▶ **Task brief**
The following data has a line with "Target: glass pitcher" and a line with "Target: pitcher handle". Write out exactly those lines and all the lines between them.

▶ **The data**
◆ ◆ ◆ ◆ ◆ ◆ ◆

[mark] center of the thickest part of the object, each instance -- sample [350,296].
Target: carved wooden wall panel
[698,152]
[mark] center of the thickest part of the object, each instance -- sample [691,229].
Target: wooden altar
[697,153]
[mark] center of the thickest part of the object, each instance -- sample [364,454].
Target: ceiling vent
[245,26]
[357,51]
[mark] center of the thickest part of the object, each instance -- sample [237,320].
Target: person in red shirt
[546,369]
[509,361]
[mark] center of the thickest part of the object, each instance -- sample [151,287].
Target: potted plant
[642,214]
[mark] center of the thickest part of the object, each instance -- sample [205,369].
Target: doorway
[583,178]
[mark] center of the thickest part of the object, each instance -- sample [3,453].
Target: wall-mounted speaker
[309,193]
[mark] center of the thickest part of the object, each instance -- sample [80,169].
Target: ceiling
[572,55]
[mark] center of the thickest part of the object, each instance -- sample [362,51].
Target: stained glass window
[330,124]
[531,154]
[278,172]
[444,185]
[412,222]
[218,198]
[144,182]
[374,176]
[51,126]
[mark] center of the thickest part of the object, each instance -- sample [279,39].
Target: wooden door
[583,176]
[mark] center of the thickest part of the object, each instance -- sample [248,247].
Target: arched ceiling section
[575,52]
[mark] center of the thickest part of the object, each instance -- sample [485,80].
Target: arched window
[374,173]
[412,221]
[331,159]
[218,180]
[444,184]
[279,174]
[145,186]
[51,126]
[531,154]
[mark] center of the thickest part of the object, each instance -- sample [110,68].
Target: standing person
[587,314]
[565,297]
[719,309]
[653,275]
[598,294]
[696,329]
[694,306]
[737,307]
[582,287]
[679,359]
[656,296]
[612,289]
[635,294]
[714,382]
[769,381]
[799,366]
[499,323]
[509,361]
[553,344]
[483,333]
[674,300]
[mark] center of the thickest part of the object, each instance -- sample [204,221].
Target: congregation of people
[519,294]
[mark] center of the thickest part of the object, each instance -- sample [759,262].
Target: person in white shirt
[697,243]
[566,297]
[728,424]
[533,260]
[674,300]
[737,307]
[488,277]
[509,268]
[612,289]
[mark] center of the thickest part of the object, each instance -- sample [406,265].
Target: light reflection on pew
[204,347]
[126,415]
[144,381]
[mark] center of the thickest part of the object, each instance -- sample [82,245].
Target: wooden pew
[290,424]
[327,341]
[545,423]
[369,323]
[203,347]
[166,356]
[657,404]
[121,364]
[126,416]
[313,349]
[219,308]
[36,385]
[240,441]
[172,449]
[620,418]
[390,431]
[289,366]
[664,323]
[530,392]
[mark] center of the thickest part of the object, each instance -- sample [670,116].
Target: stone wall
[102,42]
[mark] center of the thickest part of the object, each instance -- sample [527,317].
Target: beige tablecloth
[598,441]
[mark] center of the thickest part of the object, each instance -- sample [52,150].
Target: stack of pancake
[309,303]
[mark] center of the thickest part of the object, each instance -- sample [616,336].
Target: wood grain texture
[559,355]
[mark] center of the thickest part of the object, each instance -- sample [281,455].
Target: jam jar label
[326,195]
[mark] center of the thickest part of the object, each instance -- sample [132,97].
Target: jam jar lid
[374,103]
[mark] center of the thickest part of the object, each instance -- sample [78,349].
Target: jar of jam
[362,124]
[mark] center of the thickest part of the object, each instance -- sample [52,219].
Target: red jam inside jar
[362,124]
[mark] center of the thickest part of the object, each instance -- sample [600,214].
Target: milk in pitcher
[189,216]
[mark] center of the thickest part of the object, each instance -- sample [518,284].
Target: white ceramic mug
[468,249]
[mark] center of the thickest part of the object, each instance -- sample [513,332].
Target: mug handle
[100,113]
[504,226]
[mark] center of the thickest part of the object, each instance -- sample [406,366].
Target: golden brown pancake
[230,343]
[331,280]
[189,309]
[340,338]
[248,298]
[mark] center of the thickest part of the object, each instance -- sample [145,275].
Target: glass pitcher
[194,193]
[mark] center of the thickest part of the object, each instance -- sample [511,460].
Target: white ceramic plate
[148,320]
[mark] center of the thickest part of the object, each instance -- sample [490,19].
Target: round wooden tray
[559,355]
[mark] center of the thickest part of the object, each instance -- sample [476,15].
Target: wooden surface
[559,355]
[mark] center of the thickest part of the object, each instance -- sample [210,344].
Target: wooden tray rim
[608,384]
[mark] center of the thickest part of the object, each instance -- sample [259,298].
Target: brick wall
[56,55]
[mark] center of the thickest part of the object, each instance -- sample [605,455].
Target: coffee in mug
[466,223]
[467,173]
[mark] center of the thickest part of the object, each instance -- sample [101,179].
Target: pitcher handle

◆ ◆ ◆ ◆ ◆ ◆ ◆

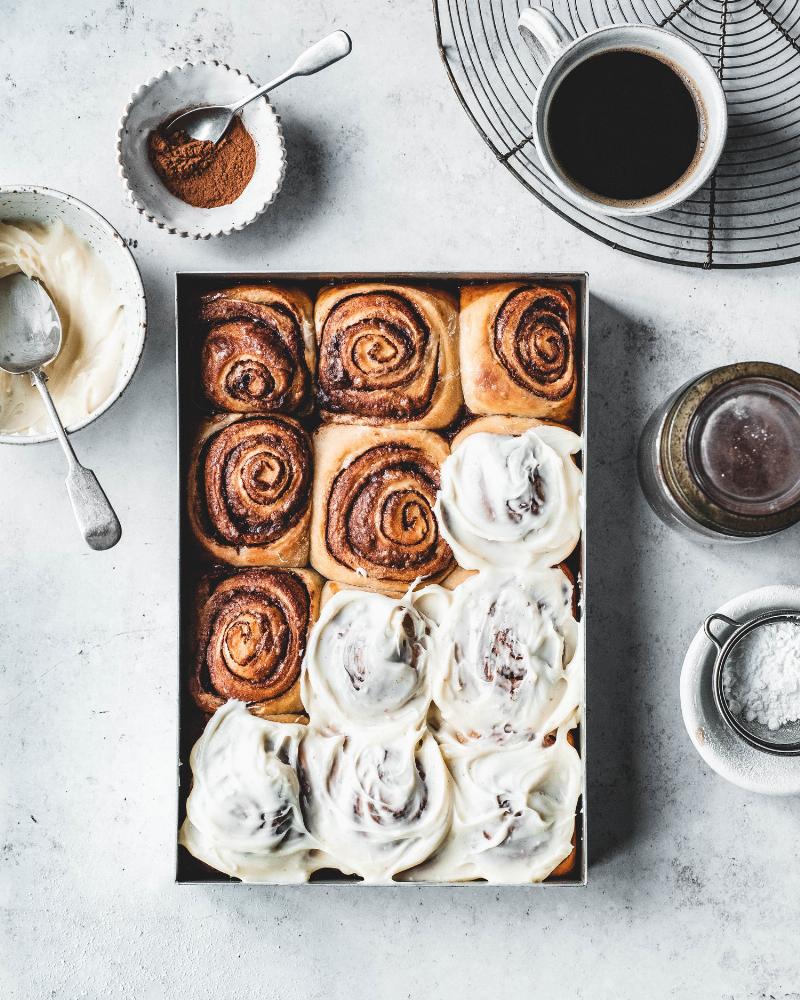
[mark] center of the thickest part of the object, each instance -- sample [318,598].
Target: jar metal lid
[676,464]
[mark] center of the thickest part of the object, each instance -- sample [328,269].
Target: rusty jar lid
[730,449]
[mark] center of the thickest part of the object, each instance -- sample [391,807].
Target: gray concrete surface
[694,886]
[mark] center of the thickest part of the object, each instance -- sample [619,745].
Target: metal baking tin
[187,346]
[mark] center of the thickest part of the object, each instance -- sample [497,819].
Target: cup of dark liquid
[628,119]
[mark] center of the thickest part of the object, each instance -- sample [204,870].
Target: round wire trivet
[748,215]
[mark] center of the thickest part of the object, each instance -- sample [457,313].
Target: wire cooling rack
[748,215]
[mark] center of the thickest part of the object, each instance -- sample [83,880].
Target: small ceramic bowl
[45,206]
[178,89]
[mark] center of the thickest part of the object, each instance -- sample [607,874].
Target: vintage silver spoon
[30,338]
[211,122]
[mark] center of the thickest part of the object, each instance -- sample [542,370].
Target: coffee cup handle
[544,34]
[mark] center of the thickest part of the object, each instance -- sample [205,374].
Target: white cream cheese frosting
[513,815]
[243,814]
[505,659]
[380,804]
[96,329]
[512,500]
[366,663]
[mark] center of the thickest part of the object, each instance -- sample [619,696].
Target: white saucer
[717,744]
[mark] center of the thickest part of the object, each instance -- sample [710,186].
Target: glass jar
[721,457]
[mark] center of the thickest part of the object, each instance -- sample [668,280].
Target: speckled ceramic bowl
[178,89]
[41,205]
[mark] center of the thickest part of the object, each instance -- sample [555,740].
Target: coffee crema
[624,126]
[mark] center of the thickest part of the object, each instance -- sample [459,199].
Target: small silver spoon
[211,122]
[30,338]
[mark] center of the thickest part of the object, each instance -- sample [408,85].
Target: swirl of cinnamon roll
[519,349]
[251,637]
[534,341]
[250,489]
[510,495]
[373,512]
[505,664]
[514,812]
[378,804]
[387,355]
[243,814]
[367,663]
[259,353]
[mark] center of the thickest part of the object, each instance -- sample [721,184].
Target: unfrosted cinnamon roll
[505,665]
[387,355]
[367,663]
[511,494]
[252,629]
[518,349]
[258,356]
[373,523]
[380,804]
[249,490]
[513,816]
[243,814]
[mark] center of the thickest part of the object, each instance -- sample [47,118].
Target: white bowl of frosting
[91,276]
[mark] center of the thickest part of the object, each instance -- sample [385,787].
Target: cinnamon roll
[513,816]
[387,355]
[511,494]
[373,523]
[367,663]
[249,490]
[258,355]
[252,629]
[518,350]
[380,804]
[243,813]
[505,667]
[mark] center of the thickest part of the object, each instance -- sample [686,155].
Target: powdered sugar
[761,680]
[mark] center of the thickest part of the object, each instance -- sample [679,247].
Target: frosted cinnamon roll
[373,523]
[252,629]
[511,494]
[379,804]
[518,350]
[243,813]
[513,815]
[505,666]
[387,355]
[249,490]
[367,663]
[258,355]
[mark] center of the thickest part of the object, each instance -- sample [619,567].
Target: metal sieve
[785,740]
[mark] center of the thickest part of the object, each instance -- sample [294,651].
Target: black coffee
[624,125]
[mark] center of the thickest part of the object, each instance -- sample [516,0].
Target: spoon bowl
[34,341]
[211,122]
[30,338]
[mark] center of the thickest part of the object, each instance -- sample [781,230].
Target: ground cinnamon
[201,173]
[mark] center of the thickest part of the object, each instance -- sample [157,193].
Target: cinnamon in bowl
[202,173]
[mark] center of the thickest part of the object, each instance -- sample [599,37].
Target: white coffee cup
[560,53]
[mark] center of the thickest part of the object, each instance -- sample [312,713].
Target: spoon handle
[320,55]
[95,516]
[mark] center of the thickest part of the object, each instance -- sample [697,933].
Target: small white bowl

◆ ◆ ◆ ◆ ◆ ◆ ◆

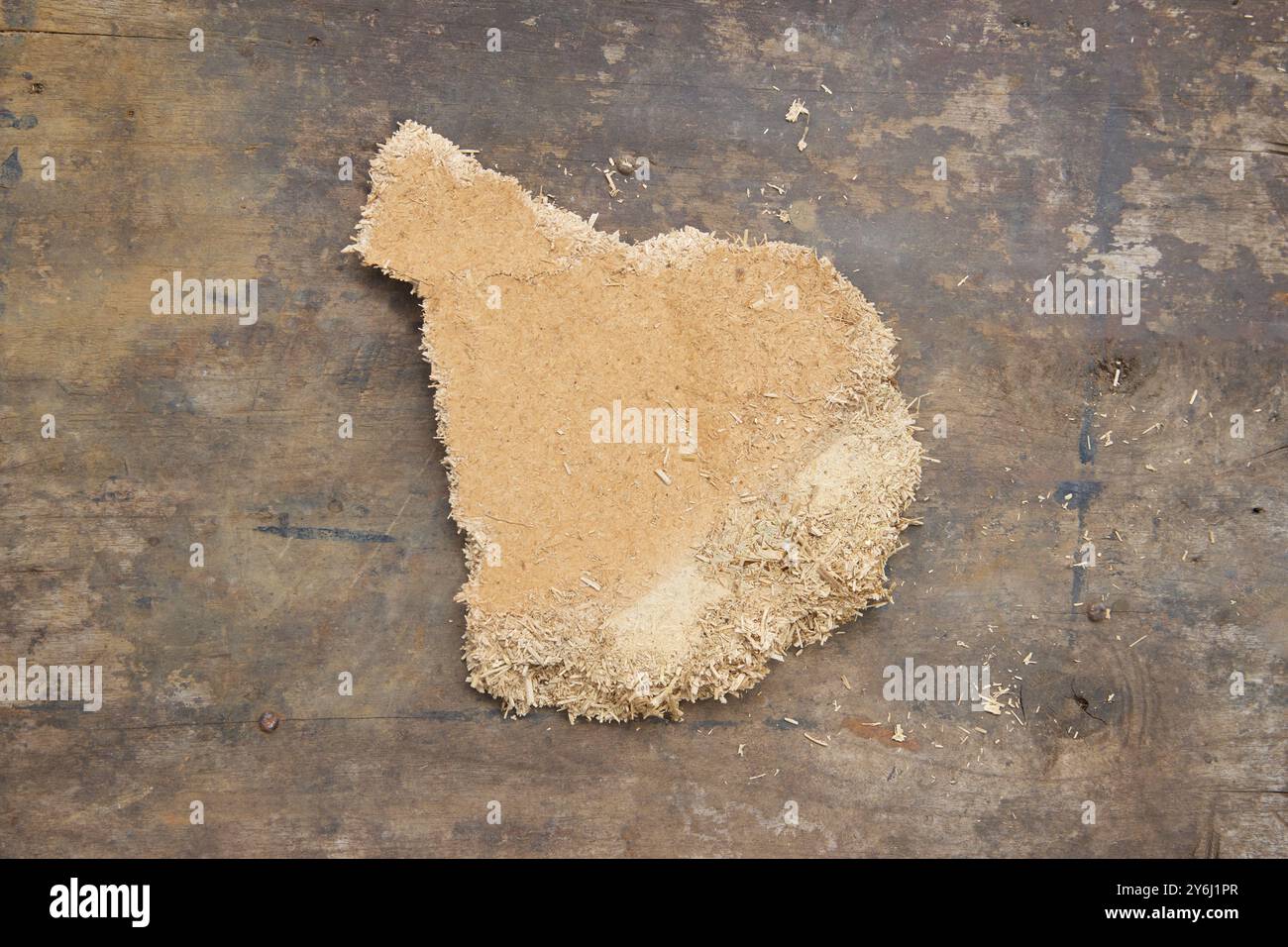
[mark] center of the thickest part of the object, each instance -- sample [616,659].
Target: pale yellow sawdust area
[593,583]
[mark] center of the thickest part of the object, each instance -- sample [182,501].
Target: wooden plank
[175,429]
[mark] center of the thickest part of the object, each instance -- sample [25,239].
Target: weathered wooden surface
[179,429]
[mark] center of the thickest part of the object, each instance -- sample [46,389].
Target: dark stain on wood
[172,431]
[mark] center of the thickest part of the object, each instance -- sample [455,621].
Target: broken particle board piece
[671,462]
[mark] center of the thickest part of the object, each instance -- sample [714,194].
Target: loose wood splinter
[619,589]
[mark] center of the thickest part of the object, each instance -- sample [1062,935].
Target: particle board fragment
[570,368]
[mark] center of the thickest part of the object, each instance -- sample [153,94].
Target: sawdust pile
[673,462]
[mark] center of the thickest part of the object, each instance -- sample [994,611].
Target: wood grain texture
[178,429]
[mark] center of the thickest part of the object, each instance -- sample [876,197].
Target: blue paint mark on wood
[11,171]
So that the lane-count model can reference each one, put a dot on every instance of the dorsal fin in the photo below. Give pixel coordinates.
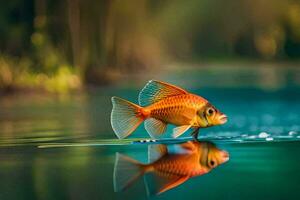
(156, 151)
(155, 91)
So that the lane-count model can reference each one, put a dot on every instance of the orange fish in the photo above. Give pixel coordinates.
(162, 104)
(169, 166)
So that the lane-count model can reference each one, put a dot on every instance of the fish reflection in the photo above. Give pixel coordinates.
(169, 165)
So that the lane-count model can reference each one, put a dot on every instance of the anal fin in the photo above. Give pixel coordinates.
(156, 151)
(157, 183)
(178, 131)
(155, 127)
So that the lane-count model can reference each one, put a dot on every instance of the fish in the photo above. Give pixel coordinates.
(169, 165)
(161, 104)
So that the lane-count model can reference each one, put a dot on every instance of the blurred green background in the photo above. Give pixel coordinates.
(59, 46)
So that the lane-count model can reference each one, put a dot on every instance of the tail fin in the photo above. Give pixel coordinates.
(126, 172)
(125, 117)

◆ ◆ ◆ ◆ ◆ ◆ ◆

▶ **Task answer**
Target: glass pitcher
[194,193]
[mark] center of the thickest part of the object, each instance -- sample [511,460].
Target: white ceramic plate
[148,320]
[mark] center of the thickest part of the object, each instance -- sample [490,19].
Target: round wooden tray
[559,355]
[mark] center of the thickest part of the object, each instance -- sample [476,15].
Target: wooden surface
[559,355]
[mark] center of the thickest part of the object, each instance -- sample [210,344].
Target: wooden tray rim
[608,384]
[mark] center of the thickest part of the object, each instance -- sample [259,298].
Target: brick wall
[56,55]
[mark] center of the thickest part of the object, each instance -- sample [605,455].
Target: coffee in mug
[466,223]
[467,173]
[mark] center of the thickest part of the object, each instance -- sample [101,179].
Target: pitcher handle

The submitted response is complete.